■ Exercise aim ■
Count how many lines in the records below contain the word "oval". Reply with that number alone.

[Entries from a point annotation set]

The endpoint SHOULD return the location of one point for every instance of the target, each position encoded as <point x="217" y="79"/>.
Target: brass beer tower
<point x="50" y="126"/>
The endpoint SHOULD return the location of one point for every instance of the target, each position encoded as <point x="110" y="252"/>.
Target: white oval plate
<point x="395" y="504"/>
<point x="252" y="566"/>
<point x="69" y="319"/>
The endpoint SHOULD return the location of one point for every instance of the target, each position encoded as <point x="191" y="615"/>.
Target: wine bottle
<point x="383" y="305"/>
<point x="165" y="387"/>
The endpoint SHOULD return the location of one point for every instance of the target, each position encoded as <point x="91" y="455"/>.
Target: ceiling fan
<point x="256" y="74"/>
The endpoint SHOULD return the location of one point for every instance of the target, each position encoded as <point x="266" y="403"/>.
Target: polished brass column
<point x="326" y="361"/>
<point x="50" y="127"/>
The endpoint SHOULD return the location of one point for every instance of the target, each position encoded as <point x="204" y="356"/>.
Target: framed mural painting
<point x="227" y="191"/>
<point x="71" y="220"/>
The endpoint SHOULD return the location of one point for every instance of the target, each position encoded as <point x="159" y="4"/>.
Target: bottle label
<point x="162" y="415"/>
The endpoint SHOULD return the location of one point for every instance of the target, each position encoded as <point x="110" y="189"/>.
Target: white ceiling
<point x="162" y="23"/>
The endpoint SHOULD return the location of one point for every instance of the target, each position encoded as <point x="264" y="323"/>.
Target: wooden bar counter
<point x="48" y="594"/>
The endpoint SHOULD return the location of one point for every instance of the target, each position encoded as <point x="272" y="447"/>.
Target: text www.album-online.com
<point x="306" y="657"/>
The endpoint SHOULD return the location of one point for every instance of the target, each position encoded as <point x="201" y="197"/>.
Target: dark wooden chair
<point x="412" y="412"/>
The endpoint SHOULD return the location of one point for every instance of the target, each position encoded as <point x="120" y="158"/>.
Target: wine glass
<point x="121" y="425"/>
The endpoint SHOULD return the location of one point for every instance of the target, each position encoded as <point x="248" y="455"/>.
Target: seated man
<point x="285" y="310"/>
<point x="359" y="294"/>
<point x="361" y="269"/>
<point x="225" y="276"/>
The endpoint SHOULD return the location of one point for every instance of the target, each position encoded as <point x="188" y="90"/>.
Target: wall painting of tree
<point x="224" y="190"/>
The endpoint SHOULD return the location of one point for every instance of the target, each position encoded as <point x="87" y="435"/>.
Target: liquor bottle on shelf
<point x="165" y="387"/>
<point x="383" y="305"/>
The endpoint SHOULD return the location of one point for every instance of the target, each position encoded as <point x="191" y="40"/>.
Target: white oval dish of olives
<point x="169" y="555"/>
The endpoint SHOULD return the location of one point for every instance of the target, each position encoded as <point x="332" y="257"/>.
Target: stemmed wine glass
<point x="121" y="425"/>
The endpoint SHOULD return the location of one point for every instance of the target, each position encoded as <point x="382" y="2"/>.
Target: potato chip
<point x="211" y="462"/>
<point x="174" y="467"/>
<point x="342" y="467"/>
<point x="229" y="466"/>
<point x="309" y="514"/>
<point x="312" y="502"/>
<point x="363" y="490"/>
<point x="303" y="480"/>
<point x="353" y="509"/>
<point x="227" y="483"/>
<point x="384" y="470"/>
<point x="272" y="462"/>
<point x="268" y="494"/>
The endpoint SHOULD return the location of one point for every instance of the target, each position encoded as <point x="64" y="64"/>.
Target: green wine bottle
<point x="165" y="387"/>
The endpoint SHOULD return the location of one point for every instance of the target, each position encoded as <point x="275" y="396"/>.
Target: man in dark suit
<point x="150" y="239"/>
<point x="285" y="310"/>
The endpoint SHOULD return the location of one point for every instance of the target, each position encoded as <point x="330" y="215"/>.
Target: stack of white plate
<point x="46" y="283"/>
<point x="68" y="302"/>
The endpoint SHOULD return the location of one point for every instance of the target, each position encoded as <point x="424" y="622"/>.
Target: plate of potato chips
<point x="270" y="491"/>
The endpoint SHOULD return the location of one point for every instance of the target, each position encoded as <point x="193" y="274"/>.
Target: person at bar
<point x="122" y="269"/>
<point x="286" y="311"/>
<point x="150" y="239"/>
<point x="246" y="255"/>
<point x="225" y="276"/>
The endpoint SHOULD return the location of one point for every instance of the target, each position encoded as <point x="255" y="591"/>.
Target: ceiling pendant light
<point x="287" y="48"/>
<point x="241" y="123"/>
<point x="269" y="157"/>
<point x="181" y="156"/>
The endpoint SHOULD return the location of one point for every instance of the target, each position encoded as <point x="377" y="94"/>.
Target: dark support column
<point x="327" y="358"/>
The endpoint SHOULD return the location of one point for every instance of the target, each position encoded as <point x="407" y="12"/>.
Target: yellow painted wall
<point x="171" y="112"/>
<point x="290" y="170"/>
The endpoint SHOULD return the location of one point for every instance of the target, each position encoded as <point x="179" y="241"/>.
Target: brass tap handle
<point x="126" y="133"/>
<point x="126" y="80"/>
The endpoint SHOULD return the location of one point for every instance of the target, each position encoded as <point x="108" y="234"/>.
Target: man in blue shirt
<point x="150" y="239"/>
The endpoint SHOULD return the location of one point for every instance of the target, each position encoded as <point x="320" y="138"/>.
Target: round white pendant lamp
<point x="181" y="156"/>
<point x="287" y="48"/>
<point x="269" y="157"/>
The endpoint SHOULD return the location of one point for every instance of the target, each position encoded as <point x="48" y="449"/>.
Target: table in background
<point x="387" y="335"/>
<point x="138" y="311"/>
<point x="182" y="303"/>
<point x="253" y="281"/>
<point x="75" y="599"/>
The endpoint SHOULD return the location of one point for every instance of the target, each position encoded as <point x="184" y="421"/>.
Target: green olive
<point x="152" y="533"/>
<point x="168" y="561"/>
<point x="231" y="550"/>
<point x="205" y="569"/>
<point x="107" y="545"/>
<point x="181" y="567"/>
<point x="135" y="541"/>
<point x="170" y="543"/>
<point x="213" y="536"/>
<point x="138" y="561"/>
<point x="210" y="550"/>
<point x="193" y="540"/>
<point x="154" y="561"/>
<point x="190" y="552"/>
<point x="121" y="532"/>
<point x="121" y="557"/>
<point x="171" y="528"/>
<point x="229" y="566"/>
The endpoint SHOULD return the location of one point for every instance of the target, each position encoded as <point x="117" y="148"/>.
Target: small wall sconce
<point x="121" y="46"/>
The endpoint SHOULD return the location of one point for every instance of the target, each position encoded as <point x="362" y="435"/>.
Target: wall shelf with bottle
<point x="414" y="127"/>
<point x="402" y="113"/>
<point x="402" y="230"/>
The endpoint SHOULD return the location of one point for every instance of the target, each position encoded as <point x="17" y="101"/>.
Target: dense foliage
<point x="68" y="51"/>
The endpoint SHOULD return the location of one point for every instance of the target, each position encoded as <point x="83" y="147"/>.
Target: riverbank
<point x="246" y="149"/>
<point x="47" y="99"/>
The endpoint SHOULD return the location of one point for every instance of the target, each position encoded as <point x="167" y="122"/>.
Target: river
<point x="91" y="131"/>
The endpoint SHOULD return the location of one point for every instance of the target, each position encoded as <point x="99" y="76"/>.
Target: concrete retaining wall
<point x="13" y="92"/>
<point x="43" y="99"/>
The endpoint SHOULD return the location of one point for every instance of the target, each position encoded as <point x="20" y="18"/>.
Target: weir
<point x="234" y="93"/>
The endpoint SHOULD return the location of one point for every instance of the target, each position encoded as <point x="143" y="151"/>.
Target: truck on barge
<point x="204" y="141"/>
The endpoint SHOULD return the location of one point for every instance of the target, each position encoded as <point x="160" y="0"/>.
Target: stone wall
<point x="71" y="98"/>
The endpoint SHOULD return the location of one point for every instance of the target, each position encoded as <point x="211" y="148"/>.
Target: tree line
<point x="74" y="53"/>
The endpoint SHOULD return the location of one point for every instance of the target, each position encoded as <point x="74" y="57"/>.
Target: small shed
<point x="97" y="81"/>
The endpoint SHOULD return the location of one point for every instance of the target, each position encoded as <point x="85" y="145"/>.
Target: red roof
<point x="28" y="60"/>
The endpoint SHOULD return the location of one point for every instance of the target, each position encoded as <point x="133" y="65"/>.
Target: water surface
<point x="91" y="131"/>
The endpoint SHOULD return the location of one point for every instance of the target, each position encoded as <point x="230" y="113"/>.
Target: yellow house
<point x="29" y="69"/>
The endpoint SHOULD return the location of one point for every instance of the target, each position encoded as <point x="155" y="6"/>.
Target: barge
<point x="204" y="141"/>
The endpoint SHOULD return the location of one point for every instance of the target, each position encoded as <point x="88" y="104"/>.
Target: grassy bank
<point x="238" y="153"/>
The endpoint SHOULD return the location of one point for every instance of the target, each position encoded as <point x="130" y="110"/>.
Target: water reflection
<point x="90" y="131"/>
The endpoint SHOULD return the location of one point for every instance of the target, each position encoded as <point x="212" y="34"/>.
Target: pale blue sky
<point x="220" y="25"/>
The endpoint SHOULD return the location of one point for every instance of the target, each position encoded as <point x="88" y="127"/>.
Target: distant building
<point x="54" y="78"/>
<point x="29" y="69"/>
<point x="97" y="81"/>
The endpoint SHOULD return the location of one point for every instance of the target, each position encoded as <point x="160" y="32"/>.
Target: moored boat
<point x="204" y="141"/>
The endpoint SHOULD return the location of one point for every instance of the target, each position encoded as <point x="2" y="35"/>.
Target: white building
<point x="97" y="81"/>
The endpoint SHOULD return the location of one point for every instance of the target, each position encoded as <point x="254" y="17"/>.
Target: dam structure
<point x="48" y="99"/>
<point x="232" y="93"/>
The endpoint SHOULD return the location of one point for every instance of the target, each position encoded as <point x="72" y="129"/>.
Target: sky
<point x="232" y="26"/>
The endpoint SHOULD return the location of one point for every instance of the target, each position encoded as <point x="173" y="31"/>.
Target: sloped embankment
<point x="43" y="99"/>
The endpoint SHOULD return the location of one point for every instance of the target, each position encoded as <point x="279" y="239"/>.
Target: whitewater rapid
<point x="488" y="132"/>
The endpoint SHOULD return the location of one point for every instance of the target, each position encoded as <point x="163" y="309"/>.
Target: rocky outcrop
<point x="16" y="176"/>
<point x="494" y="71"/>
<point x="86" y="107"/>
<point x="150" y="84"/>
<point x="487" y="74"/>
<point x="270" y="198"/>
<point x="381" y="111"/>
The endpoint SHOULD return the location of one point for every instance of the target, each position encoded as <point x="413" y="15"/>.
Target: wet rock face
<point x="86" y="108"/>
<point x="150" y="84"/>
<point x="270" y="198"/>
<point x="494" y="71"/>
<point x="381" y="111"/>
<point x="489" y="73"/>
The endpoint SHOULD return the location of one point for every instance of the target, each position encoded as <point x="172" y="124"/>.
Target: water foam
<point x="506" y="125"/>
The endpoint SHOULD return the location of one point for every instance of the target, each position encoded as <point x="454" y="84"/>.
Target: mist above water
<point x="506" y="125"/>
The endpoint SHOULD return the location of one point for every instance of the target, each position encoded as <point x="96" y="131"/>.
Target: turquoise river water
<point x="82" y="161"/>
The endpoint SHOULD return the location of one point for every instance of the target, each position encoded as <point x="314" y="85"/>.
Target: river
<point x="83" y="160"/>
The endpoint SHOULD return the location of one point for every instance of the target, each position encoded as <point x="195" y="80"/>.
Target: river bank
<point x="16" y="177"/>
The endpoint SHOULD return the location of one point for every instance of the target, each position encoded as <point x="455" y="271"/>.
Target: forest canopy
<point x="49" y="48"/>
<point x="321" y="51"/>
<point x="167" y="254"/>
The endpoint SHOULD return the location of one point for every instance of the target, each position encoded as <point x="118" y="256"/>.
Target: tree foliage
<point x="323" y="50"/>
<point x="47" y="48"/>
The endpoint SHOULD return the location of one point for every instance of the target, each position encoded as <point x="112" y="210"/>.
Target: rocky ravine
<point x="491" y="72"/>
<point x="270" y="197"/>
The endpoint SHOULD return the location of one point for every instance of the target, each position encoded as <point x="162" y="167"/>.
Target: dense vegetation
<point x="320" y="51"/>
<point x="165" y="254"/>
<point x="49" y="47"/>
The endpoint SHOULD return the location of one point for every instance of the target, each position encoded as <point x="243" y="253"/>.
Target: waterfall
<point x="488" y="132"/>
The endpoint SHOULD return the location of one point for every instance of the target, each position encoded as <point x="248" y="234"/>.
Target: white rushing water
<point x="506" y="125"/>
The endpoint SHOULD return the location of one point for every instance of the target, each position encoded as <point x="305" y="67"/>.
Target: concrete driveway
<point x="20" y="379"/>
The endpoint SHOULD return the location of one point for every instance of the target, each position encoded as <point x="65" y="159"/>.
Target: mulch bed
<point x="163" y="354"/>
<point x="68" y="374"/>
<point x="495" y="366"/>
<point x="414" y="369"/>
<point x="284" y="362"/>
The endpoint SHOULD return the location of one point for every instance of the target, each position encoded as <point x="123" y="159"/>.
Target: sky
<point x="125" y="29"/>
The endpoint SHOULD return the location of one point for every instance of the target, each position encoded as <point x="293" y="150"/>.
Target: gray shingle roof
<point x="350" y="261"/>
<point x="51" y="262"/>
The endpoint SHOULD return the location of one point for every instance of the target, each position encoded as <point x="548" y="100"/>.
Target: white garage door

■ Solution ■
2